# EXERCISE OBJECTIVE
Using the page on Love Hina soundtracks, explain what the box that came with Love Hina 1 was for.

# PAGE
———

= List of Love Hina soundtracks =

Anime and manga series musical soundtrack

Love Hina is a Japanese manga series written and illustrated by Ken Akamatsu, serialized in the Weekly Shōnen Magazine from October 1998 to October 2001. A twenty-four episode anime adaptation was produced by studio Xebec and aired in Japan from April to September 2000, with three follow-up original video animation (OVA) episodes released between 2000 and 2002.

Prior to the start of the anime, several image songs were recorded by the anime cast members. Several maxi singles were released featuring some of these image songs as well as drama tracks, also performed by the anime cast. "I Love Hina" was released on April 26, 2000 and followed by Love Hina 1 on June 26, 2000, Love Hina 2 on July 26, 2000 and Love Hina 3 on August 23, 2000. Love Hina 1 came with a box to hold the other singles.

After the airing of the anime, several Love Hina soundtracks were released. The following is a list of these soundtracks and their contents:

==Soundtracks==

===Supplementary Soundtracks===

====Original Sound File====
Love Hina Original Sound File (オリジナルサウンドファイル) was released by King Records on September 21, 2000. The catalog number for the soundtrack is KICA-523/4. The album spent two weeks on the Oricon charts, reaching position 34. The Liner notes contain lyrics for the vocal tracks and a list of all the vocal songs recorded for the series and the dates they were recorded.

———

# SUPPLIED ENTRIES
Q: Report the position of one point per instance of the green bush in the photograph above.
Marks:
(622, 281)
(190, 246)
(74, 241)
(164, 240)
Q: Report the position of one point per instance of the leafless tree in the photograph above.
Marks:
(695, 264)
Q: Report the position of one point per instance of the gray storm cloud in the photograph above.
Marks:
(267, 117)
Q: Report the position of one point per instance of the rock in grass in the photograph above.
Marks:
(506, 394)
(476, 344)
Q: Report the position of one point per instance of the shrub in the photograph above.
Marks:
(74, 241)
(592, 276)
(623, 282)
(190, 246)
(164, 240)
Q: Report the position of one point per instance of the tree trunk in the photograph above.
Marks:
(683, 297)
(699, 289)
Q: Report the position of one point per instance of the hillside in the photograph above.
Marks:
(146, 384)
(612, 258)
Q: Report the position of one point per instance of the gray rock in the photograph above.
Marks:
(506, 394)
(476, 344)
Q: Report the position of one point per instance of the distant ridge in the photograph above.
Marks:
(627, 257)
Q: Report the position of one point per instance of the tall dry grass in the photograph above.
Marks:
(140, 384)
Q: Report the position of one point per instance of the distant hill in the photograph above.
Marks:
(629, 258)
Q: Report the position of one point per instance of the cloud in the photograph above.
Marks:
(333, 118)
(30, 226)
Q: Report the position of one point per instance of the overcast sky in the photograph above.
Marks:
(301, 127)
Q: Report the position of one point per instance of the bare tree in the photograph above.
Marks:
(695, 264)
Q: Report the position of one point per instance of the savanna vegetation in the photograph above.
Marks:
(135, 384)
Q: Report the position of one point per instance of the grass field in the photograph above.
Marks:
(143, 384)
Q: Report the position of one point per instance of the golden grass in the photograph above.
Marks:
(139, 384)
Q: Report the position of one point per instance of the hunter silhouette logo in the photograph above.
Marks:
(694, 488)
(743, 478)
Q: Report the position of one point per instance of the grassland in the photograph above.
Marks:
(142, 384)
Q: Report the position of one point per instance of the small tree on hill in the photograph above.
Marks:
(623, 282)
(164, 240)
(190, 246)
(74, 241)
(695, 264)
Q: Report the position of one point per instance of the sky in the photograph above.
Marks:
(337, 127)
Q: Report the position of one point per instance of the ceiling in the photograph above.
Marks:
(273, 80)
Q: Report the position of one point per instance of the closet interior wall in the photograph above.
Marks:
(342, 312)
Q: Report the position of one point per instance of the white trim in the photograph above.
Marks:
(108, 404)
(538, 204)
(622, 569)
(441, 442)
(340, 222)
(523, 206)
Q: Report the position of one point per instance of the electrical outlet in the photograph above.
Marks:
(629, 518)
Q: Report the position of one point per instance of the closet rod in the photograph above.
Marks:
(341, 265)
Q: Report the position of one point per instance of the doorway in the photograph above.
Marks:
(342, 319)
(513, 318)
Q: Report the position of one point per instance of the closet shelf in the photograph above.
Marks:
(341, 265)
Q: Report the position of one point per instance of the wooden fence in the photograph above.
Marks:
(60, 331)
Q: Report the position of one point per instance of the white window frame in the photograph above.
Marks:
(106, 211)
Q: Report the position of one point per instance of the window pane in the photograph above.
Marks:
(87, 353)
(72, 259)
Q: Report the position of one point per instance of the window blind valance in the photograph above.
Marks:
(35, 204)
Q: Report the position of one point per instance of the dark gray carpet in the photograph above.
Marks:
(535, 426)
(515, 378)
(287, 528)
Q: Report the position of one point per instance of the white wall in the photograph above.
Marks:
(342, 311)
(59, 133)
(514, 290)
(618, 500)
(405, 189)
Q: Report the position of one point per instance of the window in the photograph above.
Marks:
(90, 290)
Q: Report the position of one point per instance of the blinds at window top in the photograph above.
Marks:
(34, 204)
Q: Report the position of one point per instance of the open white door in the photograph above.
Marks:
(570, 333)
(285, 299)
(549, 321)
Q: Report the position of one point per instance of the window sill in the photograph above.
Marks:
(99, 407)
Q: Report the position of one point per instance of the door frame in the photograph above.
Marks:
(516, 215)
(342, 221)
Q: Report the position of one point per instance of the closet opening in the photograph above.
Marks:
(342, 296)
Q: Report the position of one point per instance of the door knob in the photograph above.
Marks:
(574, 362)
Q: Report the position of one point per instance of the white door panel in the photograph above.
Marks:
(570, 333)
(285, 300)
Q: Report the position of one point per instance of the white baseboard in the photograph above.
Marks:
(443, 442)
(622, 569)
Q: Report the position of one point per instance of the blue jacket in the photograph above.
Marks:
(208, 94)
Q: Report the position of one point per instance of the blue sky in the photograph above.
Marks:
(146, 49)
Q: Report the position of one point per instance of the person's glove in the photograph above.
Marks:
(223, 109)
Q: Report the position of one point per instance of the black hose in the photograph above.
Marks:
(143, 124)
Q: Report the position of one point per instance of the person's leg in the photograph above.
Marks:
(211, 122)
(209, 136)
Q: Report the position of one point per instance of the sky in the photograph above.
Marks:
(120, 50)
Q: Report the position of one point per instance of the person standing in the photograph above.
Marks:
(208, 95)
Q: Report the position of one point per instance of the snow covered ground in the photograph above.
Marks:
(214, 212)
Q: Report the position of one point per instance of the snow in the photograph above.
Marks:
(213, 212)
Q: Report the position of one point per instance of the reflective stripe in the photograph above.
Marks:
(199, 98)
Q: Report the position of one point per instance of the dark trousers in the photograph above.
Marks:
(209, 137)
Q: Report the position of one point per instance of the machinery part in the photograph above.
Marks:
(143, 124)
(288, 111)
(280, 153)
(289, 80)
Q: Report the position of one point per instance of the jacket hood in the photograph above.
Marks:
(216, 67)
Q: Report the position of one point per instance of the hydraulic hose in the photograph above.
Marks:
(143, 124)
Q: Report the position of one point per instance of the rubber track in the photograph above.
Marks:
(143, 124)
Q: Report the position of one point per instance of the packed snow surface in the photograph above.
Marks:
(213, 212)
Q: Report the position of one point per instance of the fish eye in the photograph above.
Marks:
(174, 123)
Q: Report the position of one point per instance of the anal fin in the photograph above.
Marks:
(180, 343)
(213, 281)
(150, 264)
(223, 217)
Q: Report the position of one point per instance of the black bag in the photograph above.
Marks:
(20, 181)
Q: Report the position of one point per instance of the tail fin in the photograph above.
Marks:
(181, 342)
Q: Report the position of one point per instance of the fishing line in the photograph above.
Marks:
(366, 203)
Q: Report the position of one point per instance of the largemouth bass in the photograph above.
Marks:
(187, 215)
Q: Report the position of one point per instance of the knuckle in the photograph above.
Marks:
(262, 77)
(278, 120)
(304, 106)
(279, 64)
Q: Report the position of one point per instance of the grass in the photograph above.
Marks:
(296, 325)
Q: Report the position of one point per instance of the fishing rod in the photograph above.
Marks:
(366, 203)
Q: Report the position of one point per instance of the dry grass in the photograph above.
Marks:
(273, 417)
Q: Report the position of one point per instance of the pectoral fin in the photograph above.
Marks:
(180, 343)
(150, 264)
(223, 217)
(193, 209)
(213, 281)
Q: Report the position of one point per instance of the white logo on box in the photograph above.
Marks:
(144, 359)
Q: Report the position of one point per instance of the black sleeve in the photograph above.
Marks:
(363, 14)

———

# RESULT BELOW
The box was meant to hold the other singles. These were the maxi singles released around the start of the anime, including "I Love Hina," Love Hina 2 and Love Hina 3.